[Records provided]:
——————
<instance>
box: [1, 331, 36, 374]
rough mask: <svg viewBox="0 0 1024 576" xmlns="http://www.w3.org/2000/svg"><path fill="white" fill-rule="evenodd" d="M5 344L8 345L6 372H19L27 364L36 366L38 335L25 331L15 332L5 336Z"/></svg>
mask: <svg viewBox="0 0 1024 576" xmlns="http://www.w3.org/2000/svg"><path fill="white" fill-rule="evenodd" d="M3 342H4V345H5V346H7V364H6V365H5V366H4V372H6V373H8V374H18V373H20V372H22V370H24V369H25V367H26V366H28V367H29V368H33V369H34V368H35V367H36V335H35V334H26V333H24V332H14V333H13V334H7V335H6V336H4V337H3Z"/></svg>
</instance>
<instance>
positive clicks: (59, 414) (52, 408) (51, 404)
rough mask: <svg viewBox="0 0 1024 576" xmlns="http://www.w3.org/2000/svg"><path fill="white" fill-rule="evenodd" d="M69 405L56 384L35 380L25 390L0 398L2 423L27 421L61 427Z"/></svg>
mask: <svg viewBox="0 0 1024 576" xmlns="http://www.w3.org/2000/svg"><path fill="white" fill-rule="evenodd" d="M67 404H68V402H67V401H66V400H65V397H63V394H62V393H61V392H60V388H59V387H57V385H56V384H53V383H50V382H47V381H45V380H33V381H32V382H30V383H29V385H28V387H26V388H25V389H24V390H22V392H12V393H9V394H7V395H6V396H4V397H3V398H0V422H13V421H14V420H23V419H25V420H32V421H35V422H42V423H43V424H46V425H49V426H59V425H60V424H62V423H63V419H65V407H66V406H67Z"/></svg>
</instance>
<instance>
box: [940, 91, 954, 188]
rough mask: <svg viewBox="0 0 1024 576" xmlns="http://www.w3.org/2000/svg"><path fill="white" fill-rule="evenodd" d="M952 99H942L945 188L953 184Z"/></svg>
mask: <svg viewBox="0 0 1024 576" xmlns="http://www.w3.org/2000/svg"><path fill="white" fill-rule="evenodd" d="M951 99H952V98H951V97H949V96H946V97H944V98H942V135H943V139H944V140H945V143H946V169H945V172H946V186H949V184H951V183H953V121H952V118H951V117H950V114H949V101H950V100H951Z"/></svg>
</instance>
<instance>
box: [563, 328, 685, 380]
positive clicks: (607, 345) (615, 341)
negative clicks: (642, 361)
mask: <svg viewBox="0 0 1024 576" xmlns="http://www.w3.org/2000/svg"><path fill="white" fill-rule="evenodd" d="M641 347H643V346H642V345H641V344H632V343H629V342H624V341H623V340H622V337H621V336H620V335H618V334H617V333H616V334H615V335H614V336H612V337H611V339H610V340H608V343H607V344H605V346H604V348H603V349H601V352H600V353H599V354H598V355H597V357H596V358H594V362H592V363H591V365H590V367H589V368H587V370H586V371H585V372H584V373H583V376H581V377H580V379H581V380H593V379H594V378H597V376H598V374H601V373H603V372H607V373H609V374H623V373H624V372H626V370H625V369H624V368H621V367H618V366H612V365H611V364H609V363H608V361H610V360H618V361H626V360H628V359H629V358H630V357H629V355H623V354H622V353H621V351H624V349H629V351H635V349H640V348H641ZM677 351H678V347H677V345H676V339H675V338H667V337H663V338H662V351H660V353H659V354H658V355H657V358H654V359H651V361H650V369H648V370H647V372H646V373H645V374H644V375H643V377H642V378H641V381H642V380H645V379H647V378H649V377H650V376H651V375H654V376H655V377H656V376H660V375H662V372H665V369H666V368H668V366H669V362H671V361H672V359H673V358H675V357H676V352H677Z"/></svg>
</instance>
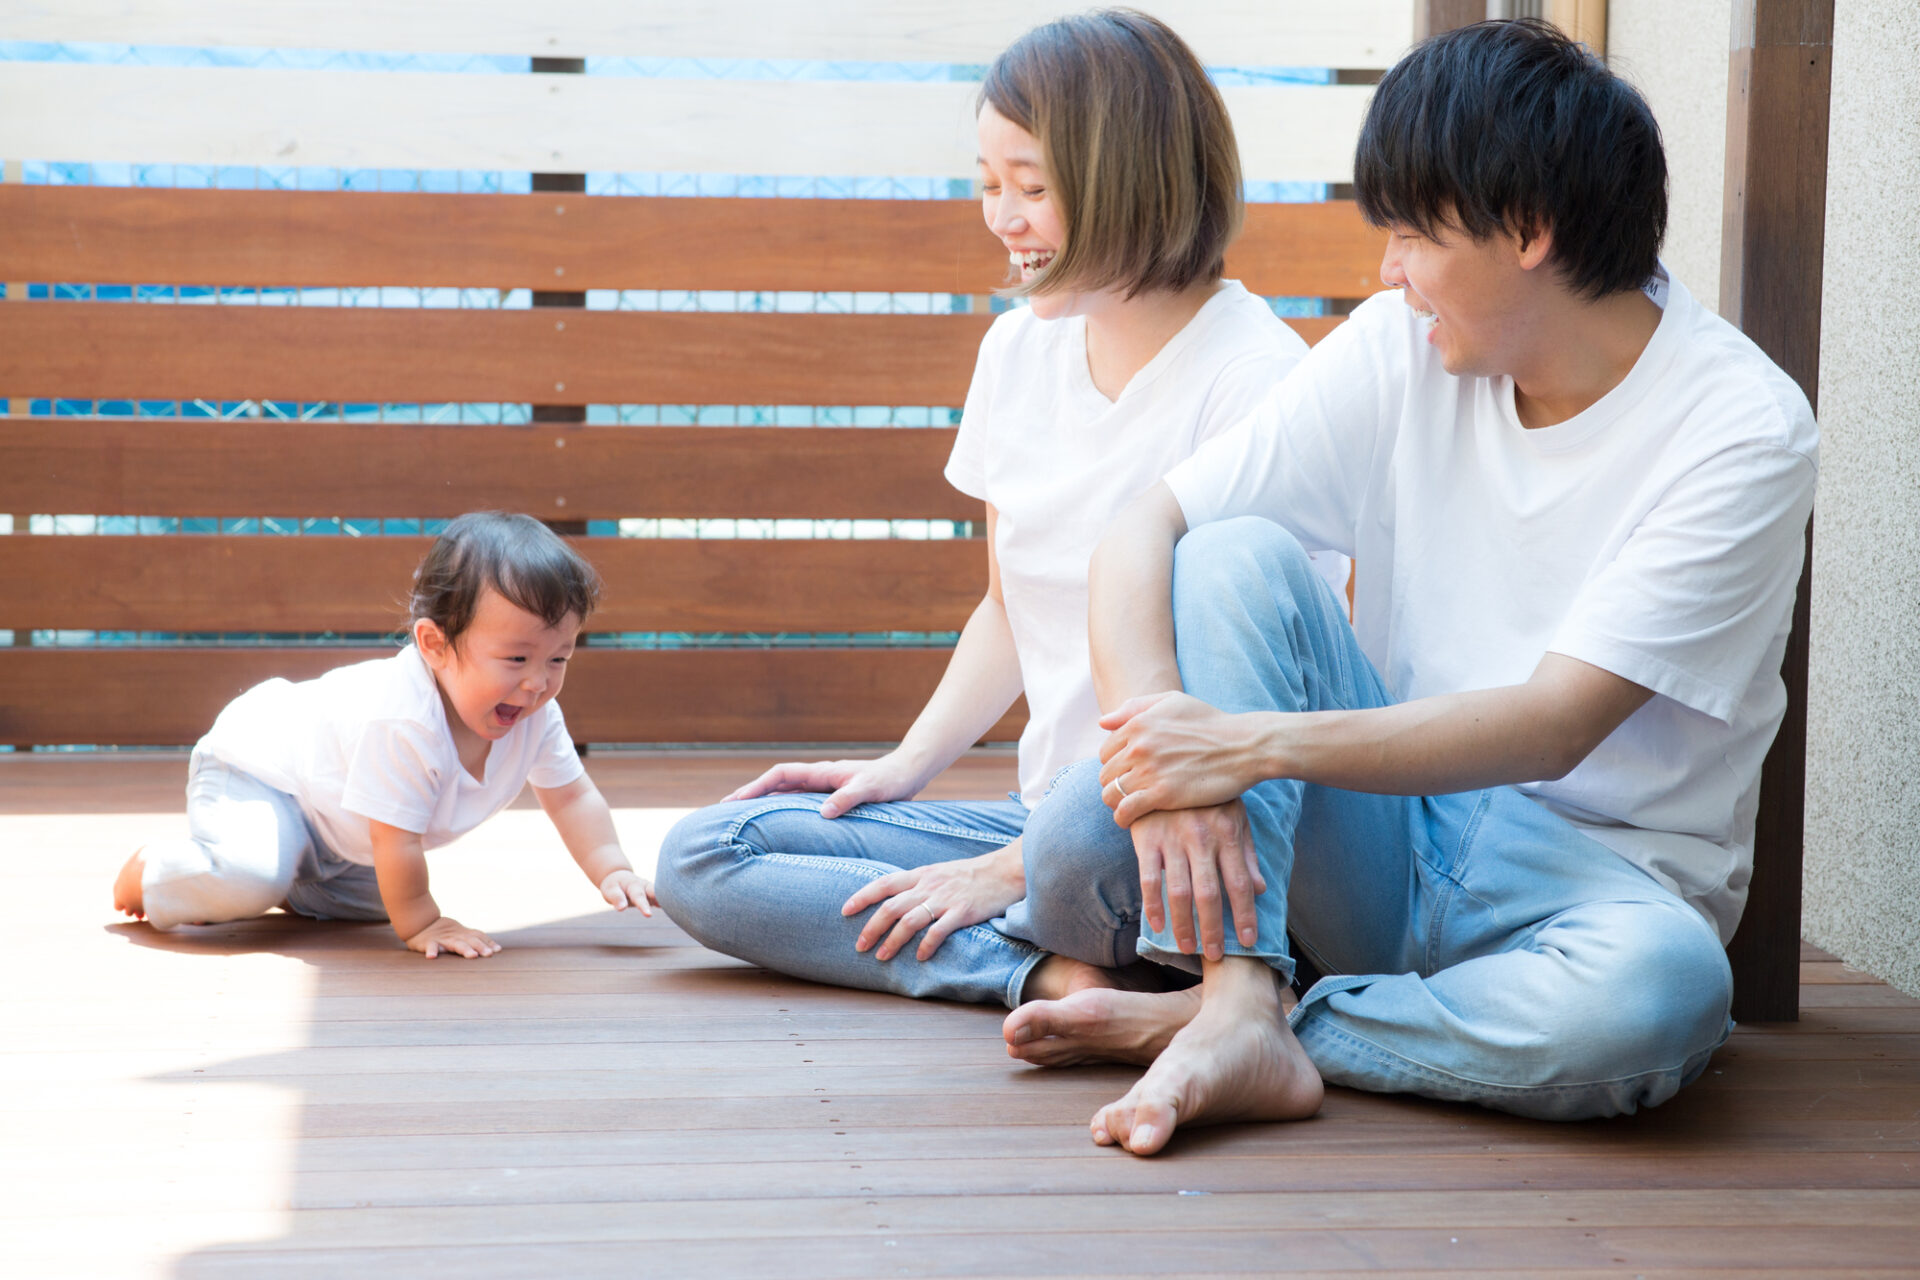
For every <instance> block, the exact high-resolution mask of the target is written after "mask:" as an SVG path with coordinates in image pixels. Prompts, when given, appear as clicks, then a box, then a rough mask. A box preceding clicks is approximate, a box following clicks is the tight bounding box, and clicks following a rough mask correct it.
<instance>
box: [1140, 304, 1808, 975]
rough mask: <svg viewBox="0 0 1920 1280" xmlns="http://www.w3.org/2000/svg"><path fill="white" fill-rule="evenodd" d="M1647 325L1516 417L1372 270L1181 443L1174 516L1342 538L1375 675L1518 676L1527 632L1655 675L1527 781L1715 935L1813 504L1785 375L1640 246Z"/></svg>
mask: <svg viewBox="0 0 1920 1280" xmlns="http://www.w3.org/2000/svg"><path fill="white" fill-rule="evenodd" d="M1647 294H1649V297H1653V301H1655V303H1659V305H1661V307H1663V315H1661V320H1659V326H1657V330H1655V334H1653V338H1651V340H1649V344H1647V347H1645V351H1642V355H1640V359H1638V361H1636V363H1634V368H1632V372H1628V376H1626V378H1624V380H1622V382H1620V384H1619V386H1617V388H1613V390H1611V391H1607V395H1603V397H1601V399H1599V401H1597V403H1594V405H1592V407H1588V409H1586V411H1584V413H1580V415H1576V416H1572V418H1569V420H1565V422H1559V424H1555V426H1546V428H1536V430H1526V428H1523V426H1521V420H1519V416H1517V415H1515V407H1513V380H1511V378H1455V376H1452V374H1448V372H1446V370H1444V368H1442V367H1440V359H1438V353H1436V351H1434V349H1432V345H1428V344H1427V326H1425V324H1423V322H1421V320H1419V319H1417V317H1415V315H1413V311H1411V309H1409V307H1405V305H1404V303H1402V301H1400V297H1398V296H1392V294H1382V296H1377V297H1371V299H1369V301H1365V303H1363V305H1361V307H1357V309H1356V311H1354V315H1352V319H1350V320H1348V322H1346V324H1342V326H1340V328H1338V330H1334V332H1332V334H1331V336H1329V338H1325V340H1321V344H1319V345H1317V347H1315V349H1313V353H1311V355H1309V357H1308V359H1306V361H1304V363H1302V365H1300V368H1298V370H1294V374H1292V376H1290V378H1288V380H1286V382H1284V384H1283V386H1281V388H1279V390H1277V391H1275V393H1273V397H1271V399H1267V403H1263V405H1261V407H1260V411H1258V413H1254V415H1252V416H1250V418H1248V420H1246V422H1242V424H1240V426H1236V428H1235V430H1231V432H1229V434H1225V436H1223V438H1221V439H1217V441H1213V443H1212V445H1210V447H1206V449H1202V451H1198V453H1196V455H1194V457H1192V459H1190V461H1187V462H1185V464H1183V466H1179V468H1177V470H1175V472H1173V474H1171V476H1167V484H1169V486H1171V489H1173V493H1175V497H1177V499H1179V503H1181V509H1183V510H1185V514H1187V520H1188V524H1204V522H1208V520H1223V518H1229V516H1240V514H1258V516H1267V518H1271V520H1277V522H1279V524H1283V526H1284V528H1286V530H1290V532H1292V533H1294V535H1296V537H1300V541H1302V545H1306V547H1308V549H1321V547H1329V549H1334V551H1344V553H1348V555H1352V557H1354V558H1356V562H1357V581H1356V599H1354V628H1356V631H1357V635H1359V643H1361V649H1365V652H1367V656H1369V658H1371V660H1373V662H1375V666H1377V668H1379V670H1380V674H1382V676H1384V679H1386V687H1388V691H1390V693H1392V695H1394V697H1396V699H1421V697H1428V695H1438V693H1455V691H1465V689H1490V687H1500V685H1515V683H1523V681H1524V679H1526V677H1528V676H1530V674H1532V670H1534V666H1536V664H1538V662H1540V658H1542V654H1546V652H1559V654H1567V656H1572V658H1578V660H1582V662H1590V664H1594V666H1599V668H1605V670H1609V672H1613V674H1617V676H1622V677H1626V679H1630V681H1634V683H1638V685H1644V687H1647V689H1651V691H1653V695H1655V697H1653V699H1649V700H1647V702H1645V704H1644V706H1642V708H1640V710H1638V712H1634V714H1632V716H1630V718H1628V720H1626V722H1624V723H1622V725H1620V727H1619V729H1615V731H1613V735H1611V737H1607V741H1605V743H1601V745H1599V747H1597V748H1596V750H1594V752H1592V754H1590V756H1588V758H1586V760H1584V762H1582V764H1580V766H1578V768H1574V770H1572V771H1571V773H1569V775H1567V777H1563V779H1559V781H1544V783H1526V785H1523V787H1521V791H1524V793H1526V794H1530V796H1532V798H1536V800H1538V802H1542V804H1546V806H1548V808H1549V810H1553V812H1555V814H1561V816H1563V818H1567V819H1569V821H1572V823H1574V825H1578V827H1580V829H1584V831H1586V833H1588V835H1592V837H1594V839H1596V841H1599V842H1601V844H1607V846H1609V848H1613V850H1617V852H1619V854H1622V856H1624V858H1628V860H1630V862H1634V864H1636V865H1640V867H1644V869H1645V871H1649V873H1651V875H1653V877H1655V879H1659V881H1661V883H1665V885H1668V887H1670V889H1674V890H1676V892H1678V894H1680V896H1682V898H1686V900H1688V902H1690V904H1693V908H1695V910H1699V912H1701V915H1705V917H1707V919H1709V921H1711V923H1715V927H1718V931H1720V938H1722V940H1726V938H1730V936H1732V933H1734V925H1736V923H1738V921H1740V910H1741V906H1745V896H1747V881H1749V877H1751V871H1753V819H1755V810H1757V804H1759V777H1761V760H1763V756H1764V754H1766V747H1768V743H1770V741H1772V737H1774V729H1776V727H1778V723H1780V716H1782V712H1784V708H1786V689H1784V685H1782V681H1780V658H1782V652H1784V649H1786V637H1788V626H1789V620H1791V612H1793V589H1795V583H1797V581H1799V568H1801V557H1803V530H1805V526H1807V516H1809V512H1811V510H1812V489H1814V466H1816V439H1818V438H1816V430H1814V420H1812V411H1811V409H1809V405H1807V397H1805V395H1803V393H1801V390H1799V388H1797V386H1795V384H1793V380H1791V378H1788V376H1786V374H1784V372H1780V368H1776V367H1774V365H1772V361H1768V359H1766V357H1764V355H1763V353H1761V349H1759V347H1755V345H1753V344H1751V342H1749V340H1747V338H1745V336H1743V334H1741V332H1740V330H1736V328H1734V326H1732V324H1728V322H1724V320H1720V319H1718V317H1716V315H1713V313H1711V311H1707V309H1705V307H1701V305H1699V303H1695V301H1693V297H1692V296H1690V294H1688V292H1686V290H1684V288H1682V286H1680V284H1678V282H1668V280H1667V276H1665V271H1663V273H1661V276H1659V278H1657V280H1655V282H1653V284H1651V286H1649V290H1647Z"/></svg>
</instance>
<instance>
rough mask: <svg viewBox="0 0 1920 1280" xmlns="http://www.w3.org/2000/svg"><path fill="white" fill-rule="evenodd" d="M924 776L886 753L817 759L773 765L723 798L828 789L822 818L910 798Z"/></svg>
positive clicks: (917, 790)
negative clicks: (847, 757) (795, 762)
mask: <svg viewBox="0 0 1920 1280" xmlns="http://www.w3.org/2000/svg"><path fill="white" fill-rule="evenodd" d="M922 787H925V777H922V775H920V771H918V770H914V768H910V766H908V764H906V762H904V760H900V754H899V752H887V754H885V756H881V758H879V760H818V762H814V764H776V766H774V768H770V770H768V771H766V773H762V775H760V777H756V779H753V781H751V783H747V785H745V787H739V789H735V791H733V794H730V796H726V800H753V798H756V796H766V794H776V793H781V791H828V793H831V794H829V796H828V798H826V802H824V804H822V806H820V816H822V818H839V816H841V814H845V812H847V810H851V808H854V806H856V804H879V802H883V800H912V798H914V796H916V794H920V789H922Z"/></svg>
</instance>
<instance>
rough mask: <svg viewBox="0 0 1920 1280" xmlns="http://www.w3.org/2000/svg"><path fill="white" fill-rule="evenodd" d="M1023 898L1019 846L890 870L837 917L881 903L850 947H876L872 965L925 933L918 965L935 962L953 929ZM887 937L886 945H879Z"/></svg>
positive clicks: (979, 919) (869, 949)
mask: <svg viewBox="0 0 1920 1280" xmlns="http://www.w3.org/2000/svg"><path fill="white" fill-rule="evenodd" d="M1025 896H1027V867H1025V862H1023V860H1021V852H1020V841H1014V842H1012V844H1008V846H1006V848H998V850H995V852H991V854H981V856H979V858H962V860H958V862H933V864H927V865H924V867H914V869H910V871H893V873H891V875H881V877H879V879H877V881H874V883H870V885H866V887H864V889H860V892H856V894H854V896H851V898H847V904H845V906H843V908H841V915H858V913H860V912H864V910H866V908H870V906H874V904H876V902H877V904H879V910H877V912H874V915H872V919H868V921H866V927H864V929H862V931H860V938H858V940H856V942H854V944H852V948H854V950H856V952H864V950H870V948H874V944H876V942H879V950H876V952H874V960H893V958H895V956H899V954H900V950H904V948H906V942H908V940H910V938H912V936H914V935H916V933H920V931H922V929H924V931H925V936H924V938H920V950H916V952H914V956H916V958H918V960H920V961H927V960H931V958H933V952H937V950H941V942H945V940H947V935H950V933H952V931H954V929H966V927H968V925H977V923H981V921H983V919H993V917H995V915H998V913H1000V912H1004V910H1006V908H1010V906H1014V904H1016V902H1020V900H1021V898H1025ZM881 938H885V940H881Z"/></svg>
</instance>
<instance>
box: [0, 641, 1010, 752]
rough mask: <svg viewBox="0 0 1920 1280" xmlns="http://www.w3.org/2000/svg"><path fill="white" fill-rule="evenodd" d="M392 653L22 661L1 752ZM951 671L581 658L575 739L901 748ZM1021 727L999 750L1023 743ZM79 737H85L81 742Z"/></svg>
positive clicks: (622, 654)
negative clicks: (868, 744)
mask: <svg viewBox="0 0 1920 1280" xmlns="http://www.w3.org/2000/svg"><path fill="white" fill-rule="evenodd" d="M388 652H392V649H271V647H261V649H12V651H0V672H4V677H6V681H8V687H10V693H8V699H6V700H4V702H0V741H15V743H61V741H73V739H77V737H81V733H86V735H90V737H88V739H86V741H108V743H125V745H175V743H190V741H194V739H196V737H200V735H202V733H205V729H207V725H211V723H213V718H215V716H217V714H219V710H221V706H225V704H227V702H228V700H230V699H232V697H234V695H238V693H240V691H244V689H248V687H252V685H255V683H259V681H263V679H267V677H271V676H284V677H288V679H311V677H315V676H319V674H323V672H326V670H330V668H334V666H340V664H342V662H359V660H363V658H378V656H384V654H388ZM945 666H947V652H945V651H941V649H872V651H868V649H701V651H689V649H680V651H670V649H660V651H630V649H584V651H580V652H578V654H576V658H574V662H572V666H570V676H568V677H566V699H564V706H566V727H568V729H570V731H572V733H574V737H578V739H582V741H595V743H622V741H647V743H758V741H785V743H879V741H887V739H899V735H900V733H902V729H904V725H906V722H908V718H910V716H912V712H914V708H918V706H920V704H922V702H925V700H927V695H929V693H931V691H933V685H935V683H939V677H941V672H943V670H945ZM1021 722H1023V716H1020V714H1014V716H1008V718H1004V720H1002V722H1000V723H998V725H995V729H993V731H989V735H987V737H989V739H1000V741H1004V739H1012V737H1016V735H1018V733H1020V723H1021ZM75 725H81V733H77V731H75Z"/></svg>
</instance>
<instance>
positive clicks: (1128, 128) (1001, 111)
mask: <svg viewBox="0 0 1920 1280" xmlns="http://www.w3.org/2000/svg"><path fill="white" fill-rule="evenodd" d="M981 106H991V107H993V109H995V111H998V113H1000V115H1004V117H1006V119H1008V121H1012V123H1014V125H1020V127H1021V129H1025V130H1027V132H1029V134H1033V138H1035V140H1037V142H1039V144H1041V157H1043V161H1044V163H1046V184H1048V196H1050V200H1052V201H1054V203H1056V205H1058V209H1060V217H1062V221H1064V223H1066V228H1068V234H1066V244H1064V246H1060V249H1058V253H1056V255H1054V261H1052V263H1050V265H1048V267H1046V271H1043V273H1041V274H1039V276H1037V278H1035V280H1033V282H1031V284H1023V286H1012V288H1008V290H1006V294H1012V296H1025V294H1060V292H1089V290H1110V288H1119V290H1125V296H1127V297H1133V296H1137V294H1144V292H1158V290H1169V292H1179V290H1185V288H1187V286H1190V284H1212V282H1213V280H1219V273H1221V267H1223V263H1225V257H1227V244H1229V242H1231V240H1233V238H1235V236H1236V234H1238V230H1240V217H1242V205H1240V150H1238V146H1236V144H1235V140H1233V123H1231V121H1229V119H1227V106H1225V104H1223V102H1221V100H1219V90H1215V88H1213V81H1210V79H1208V75H1206V69H1204V67H1202V65H1200V59H1198V58H1194V52H1192V50H1190V48H1187V42H1185V40H1181V38H1179V36H1177V35H1173V31H1171V29H1169V27H1167V25H1165V23H1162V21H1160V19H1154V17H1148V15H1146V13H1139V12H1135V10H1094V12H1091V13H1079V15H1073V17H1062V19H1060V21H1052V23H1046V25H1044V27H1035V29H1033V31H1029V33H1027V35H1023V36H1020V38H1018V40H1014V44H1010V46H1008V48H1006V52H1004V54H1000V56H998V58H995V59H993V65H991V67H987V83H985V84H981V90H979V104H977V106H975V109H979V107H981Z"/></svg>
——————
[What is needed]: How many lines in the rows above contain the word "positive"? Reply with the number alone.

[Solution for this task]: 6